SOURCE EXCERPT:
#####

How legal fictions, market myths, and institutional rituals keep the modern world from flying apart
The Legal Fiction
At the end of law school, during my postgraduate course, we shared the classroom with students from the business faculty. The arrangement was reciprocal: we could attend their courses, and they wandered into ours—the austere and occasionally theological halls of legal doctrine.
The contrast between the two tribes was unmistakable.
They were business school graduates. We were law graduates.
And the mental furniture we carried into the room could not have been more different.
This became particularly visible when we were asked to dissect a complicated merger operation. The business school graduates navigated balance sheets, valuation models, and strategic rationale with respectable confidence. But they stumbled—almost comically—when the discussion reached the concept of the legal person.

#####

RECORDED DATA:

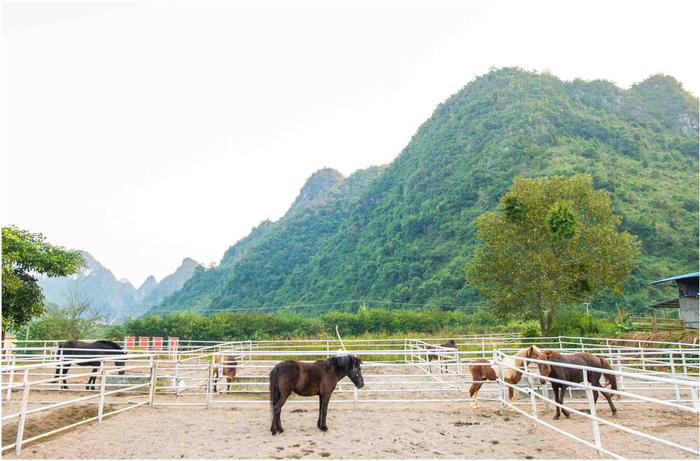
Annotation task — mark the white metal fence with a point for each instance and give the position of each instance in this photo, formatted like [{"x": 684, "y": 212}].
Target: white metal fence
[{"x": 664, "y": 375}]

#####

TASK TO CARRY OUT: Transcribe everything in the legal fiction essay from "The contrast between" down to "the legal person.". This data was taken from a separate source.

SOLUTION:
The contrast between the two tribes was unmistakable.
They were business school graduates. We were law graduates.
And the mental furniture we carried into the room could not have been more different.
This became particularly visible when we were asked to dissect a complicated merger operation. The business school graduates navigated balance sheets, valuation models, and strategic rationale with respectable confidence. But they stumbled—almost comically—when the discussion reached the concept of the legal person.